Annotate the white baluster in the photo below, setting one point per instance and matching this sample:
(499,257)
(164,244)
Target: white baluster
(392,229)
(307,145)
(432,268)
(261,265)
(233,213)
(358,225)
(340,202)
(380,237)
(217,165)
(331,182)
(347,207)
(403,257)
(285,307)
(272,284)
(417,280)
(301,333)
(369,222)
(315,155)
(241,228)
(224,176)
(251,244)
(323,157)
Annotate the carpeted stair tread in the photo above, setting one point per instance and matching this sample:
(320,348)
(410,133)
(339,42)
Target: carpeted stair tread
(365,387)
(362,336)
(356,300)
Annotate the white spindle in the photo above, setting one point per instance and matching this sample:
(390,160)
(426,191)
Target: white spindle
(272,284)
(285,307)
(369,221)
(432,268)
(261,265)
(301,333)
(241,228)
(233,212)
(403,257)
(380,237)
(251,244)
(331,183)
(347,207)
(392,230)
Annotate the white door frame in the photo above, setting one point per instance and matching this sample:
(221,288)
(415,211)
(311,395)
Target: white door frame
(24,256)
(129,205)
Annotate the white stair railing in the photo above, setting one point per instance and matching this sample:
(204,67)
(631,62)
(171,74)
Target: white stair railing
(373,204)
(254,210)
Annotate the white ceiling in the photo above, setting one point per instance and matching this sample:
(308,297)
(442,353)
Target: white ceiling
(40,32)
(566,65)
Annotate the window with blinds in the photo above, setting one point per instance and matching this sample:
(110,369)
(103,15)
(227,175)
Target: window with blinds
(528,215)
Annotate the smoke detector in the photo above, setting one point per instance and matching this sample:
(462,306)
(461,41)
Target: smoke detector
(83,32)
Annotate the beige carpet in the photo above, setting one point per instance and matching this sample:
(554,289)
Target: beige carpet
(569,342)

◇ ◇ ◇ ◇ ◇

◆ **The exercise**:
Copy out the entries above without changes, starting at the line that contains "Annotate the white ceiling" and continuing through the final line of the entries.

◆ **Solution for this problem**:
Annotate the white ceiling in the photo above, setting one point per instance and matching this sample:
(308,297)
(442,353)
Target: white ceiling
(40,32)
(566,65)
Annotate the window with blinds in the photo above, setting one point per instance and matching this sample:
(110,369)
(103,15)
(227,175)
Target: window with blinds
(528,215)
Annotate the smoke detector in the photo above, setting one point per instance and matching this sample:
(462,306)
(461,41)
Target: smoke detector
(83,32)
Annotate the beige carpet in the photo above, setting one point per instance and matching this sample:
(554,289)
Target: beige carpet
(569,342)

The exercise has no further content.